* start *

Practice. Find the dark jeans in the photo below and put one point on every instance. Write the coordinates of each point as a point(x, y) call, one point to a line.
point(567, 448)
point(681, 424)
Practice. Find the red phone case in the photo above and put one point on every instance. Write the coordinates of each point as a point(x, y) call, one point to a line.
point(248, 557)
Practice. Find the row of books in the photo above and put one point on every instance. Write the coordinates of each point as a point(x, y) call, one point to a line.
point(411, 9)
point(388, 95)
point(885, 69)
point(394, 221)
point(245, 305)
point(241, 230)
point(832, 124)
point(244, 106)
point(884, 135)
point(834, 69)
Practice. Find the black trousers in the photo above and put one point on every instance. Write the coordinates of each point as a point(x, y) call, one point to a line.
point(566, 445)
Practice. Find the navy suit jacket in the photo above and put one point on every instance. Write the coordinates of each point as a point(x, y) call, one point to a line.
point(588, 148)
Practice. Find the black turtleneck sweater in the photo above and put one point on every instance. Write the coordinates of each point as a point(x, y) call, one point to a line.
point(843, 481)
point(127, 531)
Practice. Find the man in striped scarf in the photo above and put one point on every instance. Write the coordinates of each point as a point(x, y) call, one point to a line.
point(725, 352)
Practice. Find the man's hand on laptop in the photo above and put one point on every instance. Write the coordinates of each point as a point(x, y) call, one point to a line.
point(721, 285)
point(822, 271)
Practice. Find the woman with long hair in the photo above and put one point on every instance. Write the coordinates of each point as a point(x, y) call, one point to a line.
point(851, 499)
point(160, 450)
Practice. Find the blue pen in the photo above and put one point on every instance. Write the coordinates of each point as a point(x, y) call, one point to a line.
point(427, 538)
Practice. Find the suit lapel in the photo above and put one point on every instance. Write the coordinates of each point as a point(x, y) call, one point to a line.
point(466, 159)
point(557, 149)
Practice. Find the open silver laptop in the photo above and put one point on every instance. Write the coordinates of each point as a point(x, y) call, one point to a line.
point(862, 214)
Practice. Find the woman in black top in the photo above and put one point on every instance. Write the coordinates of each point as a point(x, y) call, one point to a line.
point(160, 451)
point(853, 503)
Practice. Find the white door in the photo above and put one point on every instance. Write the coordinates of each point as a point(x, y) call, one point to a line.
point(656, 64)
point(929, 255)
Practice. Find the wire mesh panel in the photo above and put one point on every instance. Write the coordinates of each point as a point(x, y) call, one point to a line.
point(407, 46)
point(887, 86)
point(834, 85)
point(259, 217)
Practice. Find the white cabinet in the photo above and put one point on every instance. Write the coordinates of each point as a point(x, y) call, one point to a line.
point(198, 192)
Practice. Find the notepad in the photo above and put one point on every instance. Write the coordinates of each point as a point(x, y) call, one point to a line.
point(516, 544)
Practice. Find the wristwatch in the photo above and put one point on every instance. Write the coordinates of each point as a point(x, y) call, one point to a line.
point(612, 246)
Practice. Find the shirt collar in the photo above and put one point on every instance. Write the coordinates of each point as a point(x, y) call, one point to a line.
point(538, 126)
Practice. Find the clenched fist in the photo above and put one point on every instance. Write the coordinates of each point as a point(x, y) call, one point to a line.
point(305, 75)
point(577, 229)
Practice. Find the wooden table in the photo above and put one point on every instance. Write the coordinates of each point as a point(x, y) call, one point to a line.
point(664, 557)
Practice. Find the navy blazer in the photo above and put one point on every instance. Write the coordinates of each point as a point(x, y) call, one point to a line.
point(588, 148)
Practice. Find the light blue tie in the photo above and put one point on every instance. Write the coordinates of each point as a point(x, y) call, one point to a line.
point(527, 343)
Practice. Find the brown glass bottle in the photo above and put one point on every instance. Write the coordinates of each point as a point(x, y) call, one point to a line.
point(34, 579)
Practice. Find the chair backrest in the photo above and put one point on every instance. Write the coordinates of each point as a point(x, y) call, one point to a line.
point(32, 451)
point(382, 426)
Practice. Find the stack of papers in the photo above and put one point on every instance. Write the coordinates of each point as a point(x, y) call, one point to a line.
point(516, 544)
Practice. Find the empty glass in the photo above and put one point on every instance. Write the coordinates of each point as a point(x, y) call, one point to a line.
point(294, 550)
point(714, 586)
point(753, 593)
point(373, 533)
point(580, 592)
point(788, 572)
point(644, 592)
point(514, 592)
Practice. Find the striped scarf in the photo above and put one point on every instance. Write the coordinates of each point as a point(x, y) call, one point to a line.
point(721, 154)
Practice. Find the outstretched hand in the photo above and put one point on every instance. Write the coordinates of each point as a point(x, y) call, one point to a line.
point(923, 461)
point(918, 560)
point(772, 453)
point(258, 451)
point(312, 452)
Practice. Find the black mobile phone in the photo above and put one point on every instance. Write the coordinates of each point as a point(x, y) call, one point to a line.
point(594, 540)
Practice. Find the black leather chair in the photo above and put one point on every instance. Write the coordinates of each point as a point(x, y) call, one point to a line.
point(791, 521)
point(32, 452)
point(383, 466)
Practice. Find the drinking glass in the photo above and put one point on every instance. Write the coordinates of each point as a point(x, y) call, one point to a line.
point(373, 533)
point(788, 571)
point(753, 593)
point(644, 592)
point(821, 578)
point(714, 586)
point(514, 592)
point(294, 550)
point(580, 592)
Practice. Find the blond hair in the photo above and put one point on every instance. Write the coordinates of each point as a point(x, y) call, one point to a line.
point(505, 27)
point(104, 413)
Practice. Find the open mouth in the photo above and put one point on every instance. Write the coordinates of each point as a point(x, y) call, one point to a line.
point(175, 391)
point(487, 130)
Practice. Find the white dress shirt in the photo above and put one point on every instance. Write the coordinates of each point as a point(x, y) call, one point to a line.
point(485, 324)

* end *

What the task asks: Reproduce all of the data above once more, line for line and unchanged.

Complete output:
Practice. Find the dark jeans in the photo below and put one point on every instance. Write the coordinates of each point as a point(x, y) call, one point to a line.
point(567, 448)
point(681, 424)
Practice. Find the red phone case in the photo above and put one point on every instance. Write the coordinates of each point as a point(x, y) call, one point to a line.
point(248, 557)
Practice. Find the row of books in the photo above and put one point on every instance. Write the coordinates of each point as a point(x, y) call, one point to a line.
point(411, 9)
point(388, 95)
point(885, 69)
point(394, 221)
point(245, 305)
point(241, 230)
point(832, 124)
point(244, 106)
point(884, 135)
point(834, 69)
Practice. Find the black trousers in the photo above and put one point on every instance. Write the coordinates of each point as a point(x, y) call, one point to a line.
point(566, 445)
Practice. Find the navy suit jacket in the photo above and put one point on every instance. Write the coordinates of each point as a point(x, y) call, one point to a line.
point(588, 148)
Practice. Find the black turtleneck sweater in the photo above and put one point on every instance. Write the coordinates of each point as a point(x, y) call, one point to a line.
point(843, 481)
point(127, 531)
Practice. Find the man in striped scarf in the photo above and put one point on every instance. Write the coordinates of each point as a point(x, y) call, one point to a line.
point(725, 352)
Practice. Find the man's hand on laptop in the photo above and put one point on every instance. Write the coordinates of each point as a point(x, y) call, one point to a line.
point(721, 285)
point(822, 271)
Practice. Find the woman with long hair in the photo above and put one point on every instance. Write the coordinates of each point as a point(x, y) call, one point to a line.
point(851, 499)
point(160, 450)
Practice. Find the blue pen in the photo above and put one point on every instance. Write the coordinates of each point as a point(x, y) call, one point to a line.
point(427, 538)
Practice. Find the suit lapel in the photo above and put one point on every instance. Write the coordinates of each point as a point(x, y) call, one point to a line.
point(466, 159)
point(557, 149)
Practice. Find the open silver laptop in the photo above and put one point on every instance. Write the coordinates of each point as a point(x, y) call, one point to a line.
point(862, 214)
Practice. Find the woman in black top in the photo above and put one point on every instance. Write the coordinates of each point as a point(x, y) call, one point to a line.
point(160, 451)
point(853, 503)
Practice. Find the white door in the photo above and put one point on every instance. Write the coordinates of each point as a point(x, y) call, one point to a line.
point(656, 64)
point(929, 255)
Practice. Find the wire mesh panel in the photo above and put one point on every instance. Write the coordinates of each point as a point(x, y) call, one point to a line.
point(407, 46)
point(887, 86)
point(834, 85)
point(259, 217)
Practice. Find the white cabinet in the photo above and put one point on every instance. Write the coordinates of each point as a point(x, y) call, one point to a line.
point(198, 192)
Practice. Find the notepad in the photo above and put one point on every instance. Write the coordinates of each point as a point(x, y) call, one point to a line.
point(516, 544)
Practice. Find the wristwatch in the photo above and put one point on every instance. Write the coordinates of each point as a point(x, y) call, one point to a line.
point(612, 246)
Practice. Find the shirt collar in the photo above and put one point on every instance. Write the coordinates of each point as a point(x, y) call, one point to a line.
point(538, 126)
Practice. Find the clenched fist in the photo above and put one point on every instance. Write the coordinates of each point as a point(x, y) call, one point to a line.
point(305, 75)
point(577, 229)
Practice. Find the wooden table in the photo above and put one point on every instance. Write the coordinates of each point as a point(x, y) call, one point to a line.
point(664, 557)
Practice. Find the navy blazer in the photo above and put one point on every instance. Write the coordinates of each point as a point(x, y) call, one point to a line.
point(588, 148)
Practice. Find the light blue tie in the photo above and put one point on every instance. Write the coordinates of each point as a point(x, y) call, one point to a line.
point(527, 343)
Practice. Find the brown glass bottle in the photo above and put one point on every instance. Write the coordinates of each point as a point(x, y) call, one point to a line.
point(34, 579)
Practice. Find the chair backrest in the photo above and put one point on every instance. Write the coordinates of each point as a point(x, y) call, one point to a line.
point(32, 451)
point(382, 426)
Practice. Find the stack of papers in the photo above and put one point on every instance. Write the coordinates of each point as a point(x, y) call, one point to a line.
point(516, 544)
Practice. Find the empty glass in the photo above and put one point on every instance. Write the coordinates of each point as a point(x, y) call, one point to a line.
point(294, 550)
point(714, 586)
point(753, 593)
point(373, 533)
point(580, 592)
point(788, 572)
point(644, 592)
point(514, 592)
Practice. Find the striped scarf in the photo above and put one point on every instance. Write the coordinates of each point as a point(x, y) call, one point to a line.
point(721, 154)
Practice. Find the outstretched hand in the photo above and put one point on every instance. Write the coordinates of each point as a point(x, y) call, one point to a line.
point(923, 461)
point(918, 560)
point(772, 453)
point(258, 451)
point(312, 452)
Practice. Find the black mobile phone in the photo above and put one point on every instance. Write the coordinates of each point as a point(x, y) call, one point to a line.
point(594, 540)
Practice. Find the black leather chair in the photo above and put one point on every instance. Write the coordinates of each point as a point(x, y) call, one point to a line.
point(791, 521)
point(32, 452)
point(383, 466)
Practice. Find the drinking glass in the photo above and put one point on every instance. Write the coordinates of each point as a point(x, y) call, one point to a line.
point(373, 533)
point(788, 571)
point(753, 593)
point(644, 592)
point(821, 578)
point(714, 586)
point(514, 592)
point(294, 550)
point(580, 592)
Practice. Find the blond hair in the photo above and put one point on every instance. Write the coordinates of each point as a point(x, y) call, one point to a line.
point(505, 27)
point(104, 413)
Practice. Find the open mouth in the photo above and put one point on every instance. Write the coordinates of each point as a point(x, y) call, one point to a line.
point(175, 391)
point(487, 130)
Practice. Find the white dress shirt in the photo above and put one point on every instance. Write the coordinates of each point as a point(x, y) call, one point to a line.
point(485, 324)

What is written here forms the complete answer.